▶ **Exercise**: Reproduce the listing below character for character; drop every image.

==========

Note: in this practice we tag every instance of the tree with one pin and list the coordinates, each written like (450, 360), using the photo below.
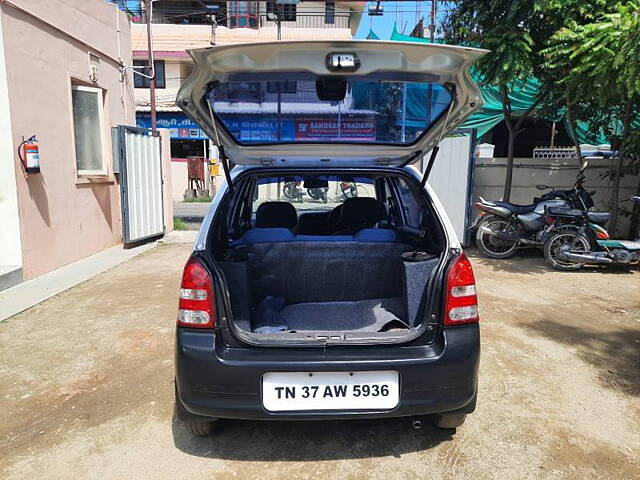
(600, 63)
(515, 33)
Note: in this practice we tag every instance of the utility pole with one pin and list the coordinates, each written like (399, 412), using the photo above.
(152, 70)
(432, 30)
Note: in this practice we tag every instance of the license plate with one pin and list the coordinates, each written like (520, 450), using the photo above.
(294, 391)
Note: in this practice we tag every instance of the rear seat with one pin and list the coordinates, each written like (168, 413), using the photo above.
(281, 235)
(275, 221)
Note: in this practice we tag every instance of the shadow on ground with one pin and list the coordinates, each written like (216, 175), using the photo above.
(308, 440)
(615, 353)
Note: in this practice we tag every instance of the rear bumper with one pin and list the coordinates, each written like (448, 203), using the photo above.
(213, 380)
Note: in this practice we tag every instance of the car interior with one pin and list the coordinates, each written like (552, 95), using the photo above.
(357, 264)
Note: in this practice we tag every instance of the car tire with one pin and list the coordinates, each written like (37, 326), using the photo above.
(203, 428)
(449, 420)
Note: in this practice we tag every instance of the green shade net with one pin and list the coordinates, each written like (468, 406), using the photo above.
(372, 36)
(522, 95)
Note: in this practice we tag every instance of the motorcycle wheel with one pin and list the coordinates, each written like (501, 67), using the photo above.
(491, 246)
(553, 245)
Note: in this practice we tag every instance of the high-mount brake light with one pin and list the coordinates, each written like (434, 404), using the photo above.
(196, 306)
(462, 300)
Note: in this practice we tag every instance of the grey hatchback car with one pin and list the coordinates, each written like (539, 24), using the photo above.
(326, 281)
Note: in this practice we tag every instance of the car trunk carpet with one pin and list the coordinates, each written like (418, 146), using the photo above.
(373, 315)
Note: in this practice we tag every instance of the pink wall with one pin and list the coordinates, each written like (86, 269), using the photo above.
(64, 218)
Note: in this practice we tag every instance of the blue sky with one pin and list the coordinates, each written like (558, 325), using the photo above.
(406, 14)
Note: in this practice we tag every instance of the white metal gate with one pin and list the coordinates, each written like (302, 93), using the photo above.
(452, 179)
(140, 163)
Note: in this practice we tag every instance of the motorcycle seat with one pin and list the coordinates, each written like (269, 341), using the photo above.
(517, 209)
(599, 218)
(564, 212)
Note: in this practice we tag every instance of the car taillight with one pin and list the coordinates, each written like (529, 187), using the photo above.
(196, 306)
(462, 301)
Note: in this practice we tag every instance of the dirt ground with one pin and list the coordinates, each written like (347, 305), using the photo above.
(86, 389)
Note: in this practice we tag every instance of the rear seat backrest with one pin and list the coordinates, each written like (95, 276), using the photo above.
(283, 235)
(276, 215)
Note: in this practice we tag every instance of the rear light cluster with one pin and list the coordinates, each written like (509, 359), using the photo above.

==========

▶ **Response**:
Note: in this practice we tag every instance of the tree with one pin and list the coordinates, each written like (450, 360), using the photo below.
(600, 63)
(515, 33)
Note: in this practice we tag every instance of the utility pole with one pin and list the coordinates, each written like (399, 412), using the photo above.
(152, 70)
(432, 30)
Note: in this practice we tag every instance of the license plate with one pin and list the coordinates, each written like (520, 450), using the photo above.
(294, 391)
Note: in this practice we tag every instance of the rear seat with one pin and list the coordinates, each written like (168, 413), using the photo above.
(281, 235)
(275, 221)
Note: in this practice we tag every instance of the shadow on ground with one pin and list the coordinates, each written like (216, 175), using the photo above.
(308, 440)
(615, 353)
Note: in this practice we tag every instance of the rear bumper with one pin and list the coordinates, each written like (448, 203), using the photo above.
(213, 380)
Note: in this practice we tag every instance of the car interior with one pin and list the coordinates, each written like (552, 95), using the photo above.
(357, 264)
Note: in this practice we tag every instance of the car tire with one pin and list the coordinates, each written like (37, 326), using the photo above.
(203, 428)
(449, 420)
Note: in this practice we tag every instance of the green shade net with one pin and list the coordinates, each written like (468, 406), using the photo above.
(372, 36)
(522, 95)
Note: in this practice we tag every instance of the motorcycle wheel with one pin and list the coordinates, each written like (501, 67), using the photo above.
(491, 246)
(553, 245)
Note: in this practice we tag every instance of the high-mount brake light with one pin and list the coordinates, each written like (434, 404), using the photo above.
(196, 306)
(462, 300)
Note: in this practice we tag every instance of the grey hatchback car with one pin and list the coordinates, each written like (539, 24), using the photo above.
(326, 281)
Note: in this practice we tag every instance of the car trunk carpet with one pin and list the coordinates, each written like (418, 146), using the photo above.
(373, 315)
Note: in this practice we tag every instance of the pink wall with one pin and list the coordinates, each written like (86, 269), using the photo above.
(64, 218)
Note: in this practice we tag every instance of the blue sky with one pin and list the coordinates, each written like (558, 325), using the photo above.
(406, 14)
Note: in this practice we tag every instance of the white metal gate with one pin and list the coordinates, each written like (302, 93), using the photo above.
(452, 179)
(140, 163)
Note: in this practice we tag every instance of the motorcycle seat with one pin and list the coordinates, each written like (269, 341), using the photo above.
(517, 209)
(599, 218)
(564, 212)
Note: in this practice we tag every instance of the car taillight with one pin and list the coordinates, each written like (529, 187), using the photo above.
(196, 306)
(462, 301)
Note: in this practice we tag every instance of the dirt ground with one pin and list the coordinates, each written like (347, 305), using the photo above.
(86, 389)
Note: in this practice we tag every instance of the rear seat backrest with one pin and list the coordinates, each written like (95, 276), using the photo above.
(283, 235)
(276, 215)
Note: in this practice we tag every instance of the rear light cluster with one pin and list the coordinates, each written like (509, 359), using the photo above.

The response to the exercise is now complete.